Items from a data source:
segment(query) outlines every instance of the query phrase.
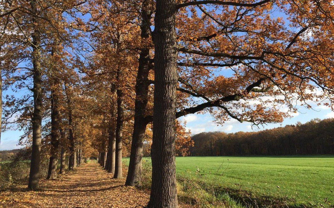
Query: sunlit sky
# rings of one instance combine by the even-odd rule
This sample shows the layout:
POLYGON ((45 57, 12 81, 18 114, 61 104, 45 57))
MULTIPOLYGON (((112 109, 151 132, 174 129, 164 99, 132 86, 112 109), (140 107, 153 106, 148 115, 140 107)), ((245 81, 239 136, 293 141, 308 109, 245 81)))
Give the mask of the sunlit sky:
MULTIPOLYGON (((200 12, 199 12, 200 15, 200 12)), ((275 11, 273 11, 271 15, 274 18, 282 15, 283 17, 285 17, 284 14, 278 13, 275 11)), ((86 18, 85 18, 84 19, 86 18)), ((288 23, 287 22, 287 23, 288 23)), ((154 29, 154 28, 152 28, 152 29, 154 29)), ((307 36, 310 36, 310 35, 307 34, 307 36)), ((232 76, 233 72, 231 70, 223 70, 218 73, 221 75, 228 77, 232 76)), ((22 91, 20 92, 20 94, 21 95, 15 94, 10 90, 3 92, 3 97, 4 97, 6 95, 13 94, 14 94, 15 97, 19 97, 27 92, 22 91)), ((182 122, 186 121, 186 127, 191 130, 192 134, 195 134, 202 132, 216 131, 224 131, 226 133, 239 131, 257 131, 264 129, 284 126, 288 124, 295 124, 298 121, 305 123, 316 118, 322 119, 334 117, 334 112, 332 111, 329 107, 323 105, 317 106, 312 102, 311 102, 309 104, 311 104, 313 109, 308 109, 304 106, 300 106, 298 108, 298 112, 291 114, 293 116, 292 117, 286 118, 282 123, 268 124, 264 126, 253 126, 253 128, 251 123, 250 123, 244 122, 240 123, 233 118, 226 121, 222 125, 217 125, 213 122, 213 119, 209 114, 190 114, 185 116, 181 117, 179 119, 182 122)), ((285 112, 287 110, 287 108, 285 109, 285 107, 282 107, 281 109, 282 111, 285 112)), ((22 132, 18 130, 9 130, 2 132, 0 150, 17 149, 22 147, 17 145, 19 139, 22 134, 22 132)))
MULTIPOLYGON (((204 131, 219 131, 227 133, 243 131, 257 131, 260 130, 272 128, 286 125, 295 124, 298 121, 302 123, 310 120, 319 118, 324 119, 334 117, 334 112, 327 107, 323 106, 315 106, 313 109, 307 109, 304 107, 299 109, 299 112, 292 115, 293 117, 286 118, 282 123, 269 124, 263 127, 254 126, 252 129, 251 124, 247 122, 240 123, 235 119, 226 122, 223 125, 218 125, 213 121, 213 119, 209 114, 191 114, 182 116, 179 119, 181 121, 186 121, 186 127, 190 129, 192 134, 196 134, 204 131)), ((19 138, 22 134, 19 131, 8 131, 2 132, 1 137, 0 150, 12 149, 20 148, 18 146, 19 138)))

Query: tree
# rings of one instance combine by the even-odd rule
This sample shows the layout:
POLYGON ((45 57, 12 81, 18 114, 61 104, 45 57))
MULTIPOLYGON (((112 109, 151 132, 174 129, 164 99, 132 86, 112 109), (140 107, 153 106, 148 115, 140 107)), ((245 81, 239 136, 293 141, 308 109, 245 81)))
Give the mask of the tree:
POLYGON ((158 0, 156 5, 152 183, 148 207, 178 207, 175 147, 178 78, 176 5, 174 0, 158 0))
POLYGON ((168 119, 171 112, 176 111, 174 51, 182 53, 179 57, 182 61, 178 65, 185 69, 180 70, 183 76, 179 79, 181 83, 179 90, 201 99, 192 100, 192 106, 180 109, 177 118, 206 110, 220 123, 229 117, 255 125, 280 122, 288 115, 280 111, 279 105, 286 105, 293 112, 296 109, 292 103, 295 99, 307 107, 306 101, 311 99, 319 101, 320 97, 329 97, 333 100, 333 76, 330 72, 333 63, 331 58, 326 58, 331 57, 332 44, 326 46, 325 51, 321 49, 333 41, 328 35, 333 28, 327 27, 332 25, 329 4, 266 0, 185 1, 177 5, 172 0, 157 1, 153 33, 152 180, 149 207, 177 206, 175 161, 170 154, 174 151, 174 130, 171 127, 175 126, 174 121, 168 119), (213 6, 201 6, 207 4, 213 6), (190 7, 190 10, 185 9, 186 7, 190 7), (281 18, 272 18, 269 14, 274 8, 291 17, 291 27, 302 29, 297 33, 291 32, 284 26, 281 18), (177 10, 181 13, 177 20, 177 10), (300 37, 310 28, 314 32, 313 39, 300 37), (324 31, 327 32, 322 34, 324 31), (324 63, 328 65, 324 66, 324 63), (235 74, 229 77, 213 75, 217 67, 233 67, 235 74), (322 90, 320 95, 312 92, 315 86, 322 90), (275 98, 265 100, 262 99, 264 96, 275 98), (259 103, 252 105, 250 102, 254 101, 259 103))

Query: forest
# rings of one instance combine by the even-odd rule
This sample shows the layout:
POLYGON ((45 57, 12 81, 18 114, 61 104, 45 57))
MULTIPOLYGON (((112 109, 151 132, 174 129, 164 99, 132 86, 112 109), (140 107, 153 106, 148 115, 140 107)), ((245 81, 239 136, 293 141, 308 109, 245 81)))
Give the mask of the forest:
POLYGON ((334 154, 333 135, 333 118, 255 132, 202 132, 192 136, 190 155, 334 154))
MULTIPOLYGON (((140 187, 149 152, 150 193, 140 206, 176 208, 175 155, 189 148, 203 155, 332 153, 329 126, 310 139, 319 146, 300 137, 270 146, 260 141, 271 133, 265 131, 217 138, 203 152, 178 119, 207 113, 218 125, 233 119, 261 126, 299 107, 333 110, 333 14, 331 0, 0 0, 1 130, 20 132, 30 154, 25 193, 57 187, 63 176, 74 183, 66 190, 93 188, 90 171, 114 188, 140 187), (91 158, 102 169, 85 163, 91 158)), ((297 126, 282 130, 310 130, 297 126)))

Written task:
Turn the lines above into a Markdown table with the columns No. and Line, numbering each row and skipping blank lines. Leave the picture out of your answer.

The completed task:
| No. | Line |
|---|---|
| 1 | segment(query) outlines every instance of the query phrase. |
| 2 | Query: sunlit sky |
| 3 | # rings of one instance combine by the even-odd rule |
| 4 | This sample shows the layout: |
| 5 | POLYGON ((45 57, 12 81, 18 114, 61 104, 45 57)) |
| 6 | MULTIPOLYGON (((112 109, 151 132, 174 129, 164 99, 132 86, 112 109), (140 107, 153 106, 148 115, 140 107)), ((245 81, 239 136, 293 141, 308 109, 245 81))) |
| 7 | Give the mask of the sunlit sky: |
| 8 | MULTIPOLYGON (((200 12, 199 12, 200 15, 200 12)), ((275 11, 273 11, 271 15, 274 18, 282 15, 283 17, 285 17, 284 14, 278 13, 275 11)), ((86 18, 85 18, 84 19, 86 18)), ((288 23, 287 22, 287 23, 288 23)), ((154 29, 154 28, 152 28, 152 29, 154 29)), ((307 36, 310 36, 310 35, 307 34, 307 36)), ((232 76, 233 72, 231 70, 223 70, 218 73, 221 75, 228 77, 232 76)), ((22 91, 20 92, 20 94, 21 95, 15 94, 10 90, 3 92, 3 97, 4 97, 6 95, 13 94, 14 94, 15 97, 19 97, 27 92, 22 91)), ((182 122, 186 121, 186 127, 191 130, 192 134, 195 134, 202 132, 216 131, 224 131, 226 133, 239 131, 257 131, 264 129, 284 126, 288 124, 295 124, 298 121, 305 123, 316 118, 322 119, 334 117, 334 112, 332 111, 329 107, 323 105, 317 106, 312 102, 311 102, 309 104, 311 104, 313 109, 308 109, 304 106, 300 106, 298 108, 298 112, 291 114, 293 116, 292 117, 286 118, 282 123, 268 124, 264 126, 253 126, 253 128, 251 123, 250 123, 244 122, 240 123, 233 118, 226 121, 222 125, 217 125, 213 122, 213 119, 209 114, 190 114, 185 116, 181 117, 179 119, 182 122)), ((285 112, 287 110, 287 108, 285 109, 285 107, 282 107, 281 109, 282 111, 285 112)), ((22 132, 18 130, 9 130, 2 132, 0 150, 17 149, 22 147, 17 145, 19 139, 22 134, 22 132))) |
| 9 | MULTIPOLYGON (((204 131, 219 131, 227 133, 243 131, 257 131, 260 130, 272 128, 286 125, 295 124, 298 121, 302 123, 310 120, 319 118, 324 119, 334 117, 334 112, 327 107, 323 106, 315 106, 313 109, 307 109, 304 107, 299 109, 299 112, 292 115, 293 117, 286 118, 282 123, 269 124, 263 127, 254 126, 252 129, 251 124, 247 122, 240 123, 235 119, 226 122, 223 125, 218 125, 213 121, 213 119, 209 114, 191 114, 182 116, 179 119, 181 121, 186 121, 186 127, 190 129, 192 134, 196 134, 204 131)), ((19 138, 22 134, 19 131, 8 131, 2 132, 1 137, 0 150, 12 149, 20 148, 18 146, 19 138))) |
| 10 | Query: tree |
| 11 | # rings of one instance combine by the even-odd rule |
| 12 | This sample shows the layout: |
| 13 | POLYGON ((45 57, 12 81, 18 114, 61 104, 45 57)) |
| 14 | MULTIPOLYGON (((112 109, 151 132, 174 129, 164 99, 132 86, 112 109), (140 107, 153 106, 148 115, 140 107)), ((245 81, 239 136, 293 141, 308 109, 245 81))) |
| 15 | Give the mask of the tree: |
| 16 | POLYGON ((158 0, 156 5, 152 183, 148 207, 178 207, 175 147, 178 78, 176 5, 174 0, 158 0)) |
| 17 | POLYGON ((168 119, 171 112, 176 111, 174 51, 182 53, 179 57, 182 61, 178 65, 185 69, 180 70, 183 76, 179 79, 181 83, 179 90, 201 99, 192 100, 192 106, 180 109, 177 118, 206 110, 220 123, 229 117, 255 125, 280 122, 288 115, 280 111, 279 105, 286 105, 293 112, 296 109, 292 103, 295 99, 307 107, 306 101, 311 99, 319 101, 320 97, 329 97, 333 100, 333 76, 330 72, 333 63, 331 58, 326 58, 331 57, 332 44, 326 46, 325 51, 321 49, 333 41, 328 35, 333 28, 327 27, 332 25, 329 4, 266 0, 185 1, 177 5, 172 0, 157 1, 153 33, 152 180, 149 207, 177 206, 175 161, 170 154, 174 151, 174 130, 171 127, 175 126, 174 121, 168 119), (213 6, 201 6, 207 4, 213 6), (190 7, 190 10, 185 9, 186 7, 190 7), (281 18, 272 18, 269 14, 274 8, 291 17, 291 27, 302 29, 297 33, 291 32, 284 26, 281 18), (177 10, 181 13, 177 20, 177 10), (300 37, 310 28, 314 32, 313 39, 300 37), (324 31, 327 32, 322 34, 324 31), (324 63, 328 65, 324 66, 324 63), (235 74, 229 77, 213 75, 217 67, 233 67, 235 74), (322 90, 320 95, 312 92, 315 86, 322 90), (275 98, 265 100, 262 99, 264 96, 275 98), (259 103, 252 105, 250 102, 254 101, 259 103)) |
| 18 | Query: forest |
| 19 | # rings of one instance combine by the even-odd rule |
| 20 | This sample shows the layout: |
| 21 | POLYGON ((45 57, 12 81, 18 114, 61 104, 45 57)) |
| 22 | MULTIPOLYGON (((112 109, 151 132, 174 129, 164 99, 132 86, 112 109), (140 107, 153 106, 148 115, 140 107)), ((245 81, 239 136, 293 141, 308 109, 245 81))) |
| 23 | Give the mask of the forest: |
| 24 | POLYGON ((334 154, 333 135, 333 118, 255 132, 202 132, 192 136, 190 155, 334 154)) |
| 25 | MULTIPOLYGON (((140 187, 149 152, 150 193, 140 206, 176 208, 175 155, 189 148, 203 155, 332 153, 329 126, 310 139, 319 146, 300 137, 270 146, 260 141, 271 133, 265 131, 217 138, 203 152, 178 119, 207 113, 218 125, 233 119, 261 126, 299 107, 333 110, 333 14, 331 0, 0 0, 1 130, 20 132, 30 154, 25 193, 57 187, 63 176, 74 183, 66 190, 93 188, 90 171, 114 188, 140 187), (91 158, 102 169, 85 163, 91 158)), ((297 126, 282 130, 310 130, 297 126))) |